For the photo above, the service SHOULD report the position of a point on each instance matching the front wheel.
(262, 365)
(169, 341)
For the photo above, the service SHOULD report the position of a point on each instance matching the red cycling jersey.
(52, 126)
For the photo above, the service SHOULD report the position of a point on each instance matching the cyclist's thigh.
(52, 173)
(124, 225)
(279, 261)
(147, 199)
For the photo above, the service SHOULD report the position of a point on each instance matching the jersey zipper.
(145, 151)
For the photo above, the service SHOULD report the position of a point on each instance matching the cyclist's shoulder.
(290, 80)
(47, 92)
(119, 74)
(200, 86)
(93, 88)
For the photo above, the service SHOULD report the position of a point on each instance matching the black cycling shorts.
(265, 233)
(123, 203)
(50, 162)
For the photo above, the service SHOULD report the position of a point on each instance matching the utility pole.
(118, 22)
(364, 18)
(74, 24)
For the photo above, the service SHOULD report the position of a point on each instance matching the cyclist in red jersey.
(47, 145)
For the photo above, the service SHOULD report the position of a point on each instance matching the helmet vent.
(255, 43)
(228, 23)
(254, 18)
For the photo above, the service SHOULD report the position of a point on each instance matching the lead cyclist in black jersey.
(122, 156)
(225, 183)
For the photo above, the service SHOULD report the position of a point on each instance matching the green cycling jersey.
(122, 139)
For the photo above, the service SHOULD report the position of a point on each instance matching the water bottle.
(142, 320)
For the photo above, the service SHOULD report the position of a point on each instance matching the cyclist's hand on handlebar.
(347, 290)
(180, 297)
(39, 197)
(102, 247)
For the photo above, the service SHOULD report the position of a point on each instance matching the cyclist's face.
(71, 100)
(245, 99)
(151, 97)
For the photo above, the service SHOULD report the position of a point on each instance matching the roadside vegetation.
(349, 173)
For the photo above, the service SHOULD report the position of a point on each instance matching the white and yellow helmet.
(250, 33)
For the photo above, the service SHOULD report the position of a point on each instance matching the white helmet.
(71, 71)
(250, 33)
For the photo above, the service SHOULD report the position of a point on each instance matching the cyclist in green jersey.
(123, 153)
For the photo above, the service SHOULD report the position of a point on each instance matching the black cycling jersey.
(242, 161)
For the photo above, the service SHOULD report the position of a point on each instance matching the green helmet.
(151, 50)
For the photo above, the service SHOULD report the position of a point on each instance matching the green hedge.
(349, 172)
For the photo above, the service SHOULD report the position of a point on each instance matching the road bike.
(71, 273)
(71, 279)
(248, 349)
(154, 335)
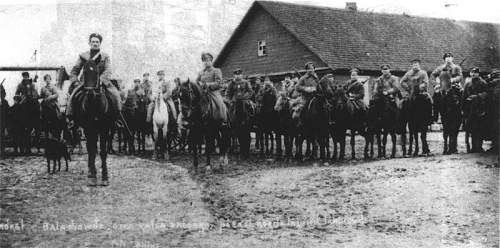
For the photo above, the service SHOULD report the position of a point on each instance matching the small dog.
(55, 150)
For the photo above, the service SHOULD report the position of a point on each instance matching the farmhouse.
(275, 37)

**WHAT IS EXPECTED**. Output the records above exactly as they are, leaving out the pictures.

**RESPONSE BELOW**.
For the photo above, the service SHOULD report the position of a point on each instance matching the front wheel.
(262, 365)
(169, 341)
For the photo above, the service SHOULD report the position of a point on each instance matching the red cycling jersey.
(52, 126)
For the photo above, the service SHOULD report the position of a point on each instance matching the cyclist's thigh.
(52, 173)
(124, 225)
(279, 261)
(147, 199)
For the photo above, the service SHOULD report the position of a point on each instance matching the jersey zipper.
(145, 151)
For the photo above, the service SHOULD report the position of a point on each instance matching the cyclist's shoulder.
(290, 80)
(47, 92)
(119, 74)
(200, 86)
(93, 88)
For the photo above, the service SHOULD report the position of a point on each instance matching the black cycling shorts.
(265, 233)
(123, 203)
(50, 162)
For the photo above, the service SHOULD report the position of a point on each instance matching the utility pole.
(118, 22)
(364, 18)
(74, 24)
For the photo above, the service SHOULD report the position of a point on each instance matching the cyclist in red jersey.
(47, 145)
For the photo above, the service SHOULD report the position of a point on each instance matching the helmet vent.
(255, 43)
(228, 23)
(254, 18)
For the photo above, the service SHOULD report the position of a point on each instance matching the lead cyclist in black jersey.
(122, 156)
(225, 183)
For the photo above, the service SHOULD report the position of a point on each instance matching the green cycling jersey.
(122, 139)
For the photo above, the service SHOULD report the position of a point on each instance matching the water bottle.
(142, 320)
For the photo above, the service SHOULD report the position of a point on each instance matching the cyclist's hand on handlebar.
(347, 290)
(180, 297)
(39, 197)
(102, 247)
For the photo above, the service SHOULD report the position of a point on each instance matching the cyclist's face.
(71, 100)
(245, 99)
(151, 97)
For the photo above, the service SHOULD report the position of a point on each instance matching the roadside vegetation.
(349, 173)
For the photo above, the service SHOULD report the position of a point on each instance matching the white and yellow helmet.
(250, 33)
For the photo above, the service SHOULD report the position of a point on each instance matching the white helmet.
(71, 71)
(250, 33)
For the photo above, the service SHOULD report the position of a point on each instance matching the cyclist in green jersey.
(123, 153)
For the photo above, the service SHOULD report the position of a point on each instance matching the black cycling jersey.
(242, 161)
For the photo above, the service SHOULD report the position of a point on each instance matching the green helmet.
(151, 50)
For the photo above, the service SHOULD report the position of a point on each instance matching the green hedge.
(349, 172)
For the photo above, the service SHOULD report the position of a point on each instance matching the road bike.
(71, 273)
(71, 279)
(248, 349)
(154, 335)
For the photo above, the service SHOULD report the position of a point on each instance matching the small dog.
(55, 150)
For the photo above, the service SHOULD report the position of a point on each instance matching the farmhouse.
(275, 37)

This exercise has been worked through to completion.